*WHAT IS BEING ASKED*:
Omit every picture and return the rest of the data unaltered.
···
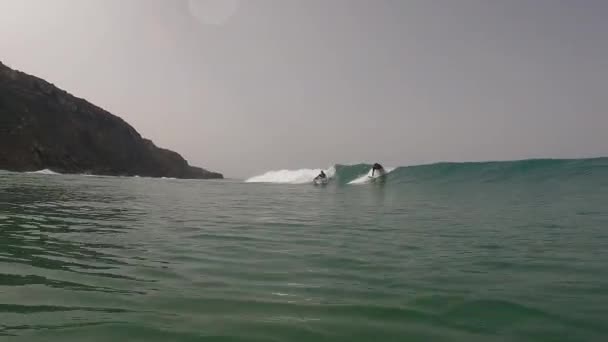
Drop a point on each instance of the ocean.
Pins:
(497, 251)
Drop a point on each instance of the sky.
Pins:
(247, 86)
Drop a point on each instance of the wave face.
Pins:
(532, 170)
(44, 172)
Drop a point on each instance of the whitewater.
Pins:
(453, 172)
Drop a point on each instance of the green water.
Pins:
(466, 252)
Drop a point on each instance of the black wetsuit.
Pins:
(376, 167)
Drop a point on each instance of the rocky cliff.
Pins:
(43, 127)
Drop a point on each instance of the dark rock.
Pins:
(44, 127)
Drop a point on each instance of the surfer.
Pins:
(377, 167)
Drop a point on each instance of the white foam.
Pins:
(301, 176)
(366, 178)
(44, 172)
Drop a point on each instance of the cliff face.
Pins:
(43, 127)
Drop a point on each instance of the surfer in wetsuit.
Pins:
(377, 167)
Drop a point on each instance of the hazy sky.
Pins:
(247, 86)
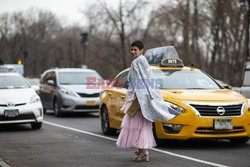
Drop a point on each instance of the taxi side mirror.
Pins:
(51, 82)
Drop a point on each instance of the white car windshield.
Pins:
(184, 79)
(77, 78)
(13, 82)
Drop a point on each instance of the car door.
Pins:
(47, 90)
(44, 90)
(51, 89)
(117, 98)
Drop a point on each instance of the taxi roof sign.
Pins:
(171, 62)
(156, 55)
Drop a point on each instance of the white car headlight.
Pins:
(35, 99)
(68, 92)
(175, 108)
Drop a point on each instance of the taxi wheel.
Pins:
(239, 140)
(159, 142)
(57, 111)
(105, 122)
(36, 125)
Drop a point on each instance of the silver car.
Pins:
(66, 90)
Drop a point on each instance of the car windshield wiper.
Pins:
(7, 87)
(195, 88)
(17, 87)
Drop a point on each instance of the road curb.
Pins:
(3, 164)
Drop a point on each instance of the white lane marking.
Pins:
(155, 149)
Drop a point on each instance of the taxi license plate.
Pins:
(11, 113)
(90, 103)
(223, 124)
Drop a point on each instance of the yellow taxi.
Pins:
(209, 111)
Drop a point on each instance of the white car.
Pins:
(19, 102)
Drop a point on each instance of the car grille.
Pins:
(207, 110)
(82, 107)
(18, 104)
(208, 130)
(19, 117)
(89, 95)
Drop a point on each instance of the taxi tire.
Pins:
···
*YOUR SOLUTION*:
Drop a point on each instance of the ocean.
Pins:
(497, 251)
Drop a point on each instance of the sky.
Pins:
(247, 86)
Drop a point on each instance of the wave face.
Pins:
(532, 170)
(44, 172)
Drop a point on each instance of the whitewater.
Pins:
(453, 172)
Drop a point on each instance of the green water.
Pins:
(466, 252)
Drop a point on each instance of the black wetsuit.
Pins:
(376, 167)
Drop a point on each instance of the rocky cliff.
Pins:
(43, 127)
Drop a point on each instance of the dark rock.
Pins:
(44, 127)
Drop a point on each instance of the surfer.
Pins:
(377, 167)
Drop a point on each instance of the white foam.
Pins:
(301, 176)
(366, 178)
(44, 172)
Drop a point on each instance of the cliff face.
Pins:
(43, 127)
Drop a point on each instance of the surfer in wetsuit.
Pins:
(377, 167)
Drop a point on each instance of the hazy sky.
Pins:
(247, 86)
Drop a point on each instance of the taxi side mirror.
Pins:
(51, 82)
Drop a point on each instance of the white car windshield.
Pins:
(184, 79)
(77, 78)
(13, 82)
Drop a point on each instance of the car door.
Pins:
(47, 90)
(44, 90)
(51, 89)
(117, 98)
Drop a point on each instance of the taxi roof sign.
Pins:
(171, 62)
(156, 55)
Drop a point on each instance of the white car headlight.
Pins:
(35, 99)
(68, 92)
(175, 108)
Drop a point on each instance of the taxi wheel.
Pins:
(239, 140)
(159, 142)
(57, 111)
(105, 122)
(36, 125)
Drop a point on each instance of the silver car.
Pins:
(66, 90)
Drop a point on each instance of the car windshield wiper.
Pins:
(7, 87)
(195, 88)
(17, 87)
Drop a point on each instance of the road curb.
Pins:
(3, 164)
Drop a point on each instance of the white lane marking.
Pins:
(155, 149)
Drop a point on each instance of the taxi license plate.
Pins:
(11, 113)
(90, 103)
(223, 124)
Drop a point on each instance of the yellow taxi.
Pins:
(209, 111)
Drop a point on each instance of the white car.
Pins:
(19, 102)
Drop a point on each instance of the car grille.
Pins:
(207, 110)
(82, 107)
(18, 104)
(208, 130)
(19, 117)
(89, 95)
Drop a point on each instance of the taxi tire.
Pins:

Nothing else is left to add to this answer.